**Excerpted text**
==================================================

11. The method as claimed in claim 1 wherein the contaminants are
recovered in at least one waste drum prior to the contaminants
being destroyed.
12. The method as claimed in claim 1 wherein the contaminants are
recovered and employed as a fuel for an internal combustion
engine.
13. The method as claimed in claim 1 further comprising creating a
slipstream of the gas mixture and mixing the gas mixture with the
gas mixture recovered from the first membrane separation unit and
the gas mixture recovered from the second membrane separation unit,
thereby forming a product gas mixture.
14. The method as claimed in claim 13 wherein the product gas
mixture is collected in a high pressure gas header.
15. The method as claimed in claim 13 wherein the composition of
the product gas mixture is measured by an analyzer selected from
the group consisting of a hydrocarbon dew point analyzer and a
carbon dioxide analyzer.
16. The method as claimed in claim 10 wherein the recovered
contaminants are mixed with the product gas mixture.
17. The method as claimed in claim 16 wherein two or more waste
drums are used to mix the recovered contaminants together.
18. The method as claimed in claim 17 wherein the mixed recovered
contaminants are fed from the two or more waste drums to the
product gas mixture.
19. The method as claimed in claim 1 wherein purifying natural gas
is performed at a frac site.
20. The method as claimed in claim 1 wherein purifying natural gas
is performed at a drilling site.
Description
CROSS REFERENCE TO RELATED APPLICATIONS
[0001] This application claims priority from U.S. provisional
patent application 61/951,668 filed Mar. 12, 2014.

==================================================

**Aim**
Copy out the patent excerpt above, word for word and in full.

**Data**
==================================================

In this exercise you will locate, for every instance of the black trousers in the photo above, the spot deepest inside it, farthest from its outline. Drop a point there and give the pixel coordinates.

==================================================

**The solution**
11. The method as claimed in claim 1 wherein the contaminants are
recovered in at least one waste drum prior to the contaminants
being destroyed.
12. The method as claimed in claim 1 wherein the contaminants are
recovered and employed as a fuel for an internal combustion
engine.
13. The method as claimed in claim 1 further comprising creating a
slipstream of the gas mixture and mixing the gas mixture with the
gas mixture recovered from the first membrane separation unit and
the gas mixture recovered from the second membrane separation unit,
thereby forming a product gas mixture.
14. The method as claimed in claim 13 wherein the product gas
mixture is collected in a high pressure gas header.
15. The method as claimed in claim 13 wherein the composition of
the product gas mixture is measured by an analyzer selected from
the group consisting of a hydrocarbon dew point analyzer and a
carbon dioxide analyzer.
16. The method as claimed in claim 10 wherein the recovered
contaminants are mixed with the product gas mixture.
17. The method as claimed in claim 16 wherein two or more waste
drums are used to mix the recovered contaminants together.
18. The method as claimed in claim 17 wherein the mixed recovered
contaminants are fed from the two or more waste drums to the
product gas mixture.
19. The method as claimed in claim 1 wherein purifying natural gas
is performed at a frac site.
20. The method as claimed in claim 1 wherein purifying natural gas
is performed at a drilling site.
Description
CROSS REFERENCE TO RELATED APPLICATIONS
[0001] This application claims priority from U.S. provisional
patent application 61/951,668 filed Mar. 12, 2014.